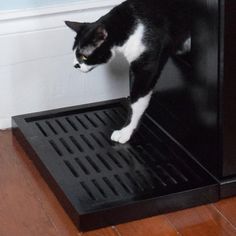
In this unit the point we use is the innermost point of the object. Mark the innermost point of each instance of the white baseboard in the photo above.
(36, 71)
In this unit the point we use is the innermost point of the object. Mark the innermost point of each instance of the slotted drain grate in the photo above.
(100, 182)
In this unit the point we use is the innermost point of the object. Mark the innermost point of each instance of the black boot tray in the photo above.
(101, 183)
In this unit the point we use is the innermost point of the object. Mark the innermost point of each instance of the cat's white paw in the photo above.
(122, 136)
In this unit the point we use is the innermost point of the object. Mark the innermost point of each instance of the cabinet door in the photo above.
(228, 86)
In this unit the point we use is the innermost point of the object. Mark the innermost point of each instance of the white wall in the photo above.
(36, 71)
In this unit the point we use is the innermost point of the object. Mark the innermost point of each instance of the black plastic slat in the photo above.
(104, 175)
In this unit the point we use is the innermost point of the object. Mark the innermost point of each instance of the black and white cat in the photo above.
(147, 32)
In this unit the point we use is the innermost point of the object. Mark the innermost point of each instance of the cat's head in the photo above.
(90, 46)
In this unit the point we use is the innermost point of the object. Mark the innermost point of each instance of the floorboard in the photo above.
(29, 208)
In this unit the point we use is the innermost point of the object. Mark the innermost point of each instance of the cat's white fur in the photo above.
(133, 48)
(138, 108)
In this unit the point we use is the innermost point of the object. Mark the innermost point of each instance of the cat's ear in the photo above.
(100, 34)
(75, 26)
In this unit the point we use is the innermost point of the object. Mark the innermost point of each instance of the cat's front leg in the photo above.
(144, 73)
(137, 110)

------------------------------

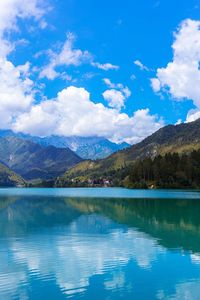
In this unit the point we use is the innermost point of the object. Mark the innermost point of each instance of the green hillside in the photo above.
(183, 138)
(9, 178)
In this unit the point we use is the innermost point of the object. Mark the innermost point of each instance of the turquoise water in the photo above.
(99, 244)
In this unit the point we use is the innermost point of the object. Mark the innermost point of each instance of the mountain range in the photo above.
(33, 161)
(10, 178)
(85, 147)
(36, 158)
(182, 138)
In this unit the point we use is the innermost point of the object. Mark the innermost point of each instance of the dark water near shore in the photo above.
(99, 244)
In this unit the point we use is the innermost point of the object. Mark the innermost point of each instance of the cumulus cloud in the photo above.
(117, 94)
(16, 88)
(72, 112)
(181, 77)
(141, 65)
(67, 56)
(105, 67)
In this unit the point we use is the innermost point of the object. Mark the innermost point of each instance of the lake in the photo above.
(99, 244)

------------------------------

*Requirement*
Copy every line in the records above that contains the word "black". Match case exactly.

*Task output*
In this unit the point we use is the innermost point of the object. Mark the innermost point of each instance of the black boot tray in the photo above.
In this unit the point we use is the innermost point of the object. Mark the innermost point of each instance of the black plastic slat in the photo above.
In this unit the point we use is the innermost point of the object. Mark the innermost point of each instance of the black and white cat in the photo above.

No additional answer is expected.